Records
========
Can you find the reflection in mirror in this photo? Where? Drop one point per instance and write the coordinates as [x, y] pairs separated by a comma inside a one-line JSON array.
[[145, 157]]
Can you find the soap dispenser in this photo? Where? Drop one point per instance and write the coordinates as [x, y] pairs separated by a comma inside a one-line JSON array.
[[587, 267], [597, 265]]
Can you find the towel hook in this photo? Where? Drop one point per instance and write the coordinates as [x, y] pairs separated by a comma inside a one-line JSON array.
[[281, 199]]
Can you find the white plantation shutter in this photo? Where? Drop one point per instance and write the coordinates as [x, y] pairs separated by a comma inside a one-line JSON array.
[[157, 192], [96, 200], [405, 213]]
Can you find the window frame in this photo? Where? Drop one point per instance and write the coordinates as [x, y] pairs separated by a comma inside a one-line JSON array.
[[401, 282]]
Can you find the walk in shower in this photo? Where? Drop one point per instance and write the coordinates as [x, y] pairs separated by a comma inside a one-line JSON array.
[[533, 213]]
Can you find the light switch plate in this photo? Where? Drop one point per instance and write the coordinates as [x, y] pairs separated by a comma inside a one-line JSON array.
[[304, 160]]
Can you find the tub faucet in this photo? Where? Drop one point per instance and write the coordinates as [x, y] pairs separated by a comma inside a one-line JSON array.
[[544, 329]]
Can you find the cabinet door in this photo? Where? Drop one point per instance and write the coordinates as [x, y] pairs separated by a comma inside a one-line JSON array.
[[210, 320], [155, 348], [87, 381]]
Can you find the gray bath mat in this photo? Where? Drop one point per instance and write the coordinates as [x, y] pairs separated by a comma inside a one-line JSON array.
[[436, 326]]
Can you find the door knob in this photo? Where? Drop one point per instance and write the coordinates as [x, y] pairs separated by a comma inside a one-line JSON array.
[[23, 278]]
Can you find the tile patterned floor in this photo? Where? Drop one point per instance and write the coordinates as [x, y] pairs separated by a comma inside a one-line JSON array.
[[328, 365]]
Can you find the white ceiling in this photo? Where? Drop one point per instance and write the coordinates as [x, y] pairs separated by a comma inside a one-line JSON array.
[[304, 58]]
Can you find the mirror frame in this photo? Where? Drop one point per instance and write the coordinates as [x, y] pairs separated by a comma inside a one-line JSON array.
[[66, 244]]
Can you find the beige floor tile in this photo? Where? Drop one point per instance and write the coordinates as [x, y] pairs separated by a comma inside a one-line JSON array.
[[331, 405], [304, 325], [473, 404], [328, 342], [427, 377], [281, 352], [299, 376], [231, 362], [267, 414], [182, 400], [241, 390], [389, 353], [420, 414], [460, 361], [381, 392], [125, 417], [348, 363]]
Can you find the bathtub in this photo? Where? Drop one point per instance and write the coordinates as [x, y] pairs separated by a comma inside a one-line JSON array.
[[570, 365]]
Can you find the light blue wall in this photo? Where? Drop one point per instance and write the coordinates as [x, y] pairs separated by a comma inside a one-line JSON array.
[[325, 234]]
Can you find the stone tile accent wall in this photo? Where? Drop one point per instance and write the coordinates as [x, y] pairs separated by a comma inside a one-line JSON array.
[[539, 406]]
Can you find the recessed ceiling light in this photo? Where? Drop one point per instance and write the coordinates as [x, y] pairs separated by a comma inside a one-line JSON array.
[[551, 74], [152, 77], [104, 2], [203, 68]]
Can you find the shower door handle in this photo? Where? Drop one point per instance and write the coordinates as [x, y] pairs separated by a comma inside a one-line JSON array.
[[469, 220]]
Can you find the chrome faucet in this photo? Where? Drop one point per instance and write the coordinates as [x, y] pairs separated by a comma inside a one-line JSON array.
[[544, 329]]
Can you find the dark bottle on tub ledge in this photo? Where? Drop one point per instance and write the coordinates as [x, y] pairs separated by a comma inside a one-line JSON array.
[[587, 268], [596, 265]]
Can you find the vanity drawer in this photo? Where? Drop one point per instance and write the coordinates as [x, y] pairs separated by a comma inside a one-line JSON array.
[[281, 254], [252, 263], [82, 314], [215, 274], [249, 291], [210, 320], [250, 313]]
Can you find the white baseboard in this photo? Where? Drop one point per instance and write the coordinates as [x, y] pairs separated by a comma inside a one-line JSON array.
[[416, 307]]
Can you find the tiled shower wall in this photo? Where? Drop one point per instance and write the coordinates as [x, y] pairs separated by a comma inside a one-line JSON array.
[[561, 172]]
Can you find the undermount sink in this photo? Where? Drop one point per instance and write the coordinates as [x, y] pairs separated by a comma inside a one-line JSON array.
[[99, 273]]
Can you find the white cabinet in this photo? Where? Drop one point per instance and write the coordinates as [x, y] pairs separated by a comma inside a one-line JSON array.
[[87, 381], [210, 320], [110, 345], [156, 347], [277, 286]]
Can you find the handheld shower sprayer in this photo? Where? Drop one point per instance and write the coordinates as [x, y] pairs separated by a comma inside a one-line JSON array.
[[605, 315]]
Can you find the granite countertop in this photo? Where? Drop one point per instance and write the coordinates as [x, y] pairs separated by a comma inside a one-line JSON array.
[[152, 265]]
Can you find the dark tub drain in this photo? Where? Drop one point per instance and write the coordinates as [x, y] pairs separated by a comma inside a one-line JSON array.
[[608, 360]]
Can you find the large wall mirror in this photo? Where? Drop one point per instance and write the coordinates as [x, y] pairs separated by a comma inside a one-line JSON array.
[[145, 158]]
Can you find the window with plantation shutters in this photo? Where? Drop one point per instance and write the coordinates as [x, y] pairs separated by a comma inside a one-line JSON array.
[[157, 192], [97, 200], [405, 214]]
========
Copy the stretch of lines from the one containing "Can you find the white ceiling" through the one containing "[[66, 244]]", including both of those lines and keeping the requests as they are. Scale every coordinate in the answers by 2.25 and round to whole numbers, with halves rounded up, and give only those lines.

Can you find the white ceiling in this photo? Where? Drop one point per instance and write the coordinates as [x, y] pairs separated by a comma inside a one-line JSON array.
[[684, 131]]
Can you find the mirror frame in this photo? Where? Drop one point per instance and write the coordinates as [x, y] pairs separated by a comma inside a one-line JSON array.
[[149, 549]]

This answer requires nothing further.